**Entries provided**

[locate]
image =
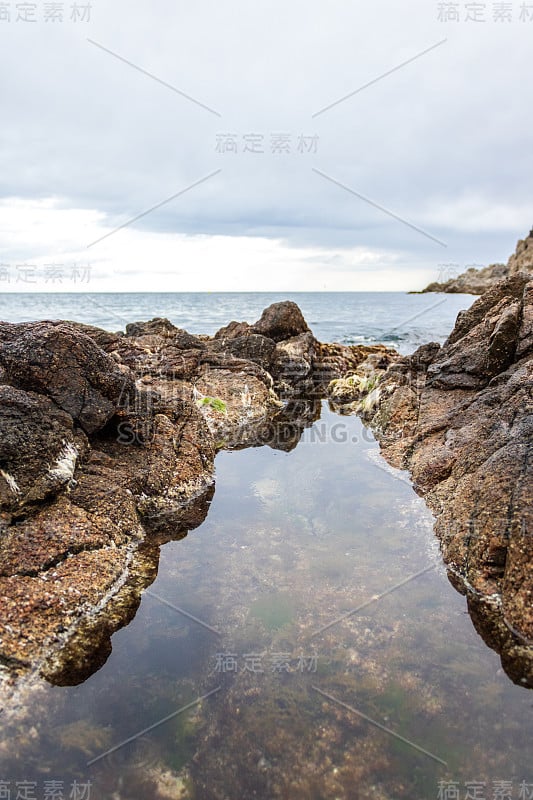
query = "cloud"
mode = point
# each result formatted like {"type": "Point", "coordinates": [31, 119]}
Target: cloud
{"type": "Point", "coordinates": [441, 143]}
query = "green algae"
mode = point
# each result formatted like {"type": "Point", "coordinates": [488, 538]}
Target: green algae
{"type": "Point", "coordinates": [275, 611]}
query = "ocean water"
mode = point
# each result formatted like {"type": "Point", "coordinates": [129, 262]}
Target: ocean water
{"type": "Point", "coordinates": [279, 651]}
{"type": "Point", "coordinates": [400, 320]}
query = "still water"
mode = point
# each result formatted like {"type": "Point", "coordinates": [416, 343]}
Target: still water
{"type": "Point", "coordinates": [326, 678]}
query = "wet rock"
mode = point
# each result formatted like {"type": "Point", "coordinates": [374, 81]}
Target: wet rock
{"type": "Point", "coordinates": [39, 448]}
{"type": "Point", "coordinates": [252, 347]}
{"type": "Point", "coordinates": [292, 364]}
{"type": "Point", "coordinates": [234, 330]}
{"type": "Point", "coordinates": [281, 321]}
{"type": "Point", "coordinates": [159, 326]}
{"type": "Point", "coordinates": [58, 361]}
{"type": "Point", "coordinates": [479, 281]}
{"type": "Point", "coordinates": [460, 418]}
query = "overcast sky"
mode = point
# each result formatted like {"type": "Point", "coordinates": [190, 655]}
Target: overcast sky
{"type": "Point", "coordinates": [417, 172]}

**To do**
Transcribe the material exactly, and leave out whatever pictures it holds.

**Solution to the exercise**
[locate]
image =
query = "cloud"
mode = point
# each result formatted like {"type": "Point", "coordinates": [31, 119]}
Target: cloud
{"type": "Point", "coordinates": [441, 143]}
query = "green algae"
mode = point
# each result formatted like {"type": "Point", "coordinates": [488, 538]}
Target: green algae
{"type": "Point", "coordinates": [275, 611]}
query = "ocean water"
mode = point
# each result formatted like {"type": "Point", "coordinates": [129, 262]}
Target: ocean water
{"type": "Point", "coordinates": [279, 651]}
{"type": "Point", "coordinates": [400, 320]}
query = "still water"
mode = point
# each result formatted like {"type": "Point", "coordinates": [416, 343]}
Target: still water
{"type": "Point", "coordinates": [326, 678]}
query = "wet rock"
mode = point
# each result formatted like {"type": "Point", "coordinates": [374, 81]}
Target: wet rock
{"type": "Point", "coordinates": [39, 448]}
{"type": "Point", "coordinates": [252, 347]}
{"type": "Point", "coordinates": [292, 364]}
{"type": "Point", "coordinates": [234, 330]}
{"type": "Point", "coordinates": [281, 321]}
{"type": "Point", "coordinates": [159, 326]}
{"type": "Point", "coordinates": [58, 361]}
{"type": "Point", "coordinates": [479, 281]}
{"type": "Point", "coordinates": [460, 418]}
query = "overcast sky"
mode = point
# each result formatted like {"type": "Point", "coordinates": [190, 655]}
Target: overcast sky
{"type": "Point", "coordinates": [417, 172]}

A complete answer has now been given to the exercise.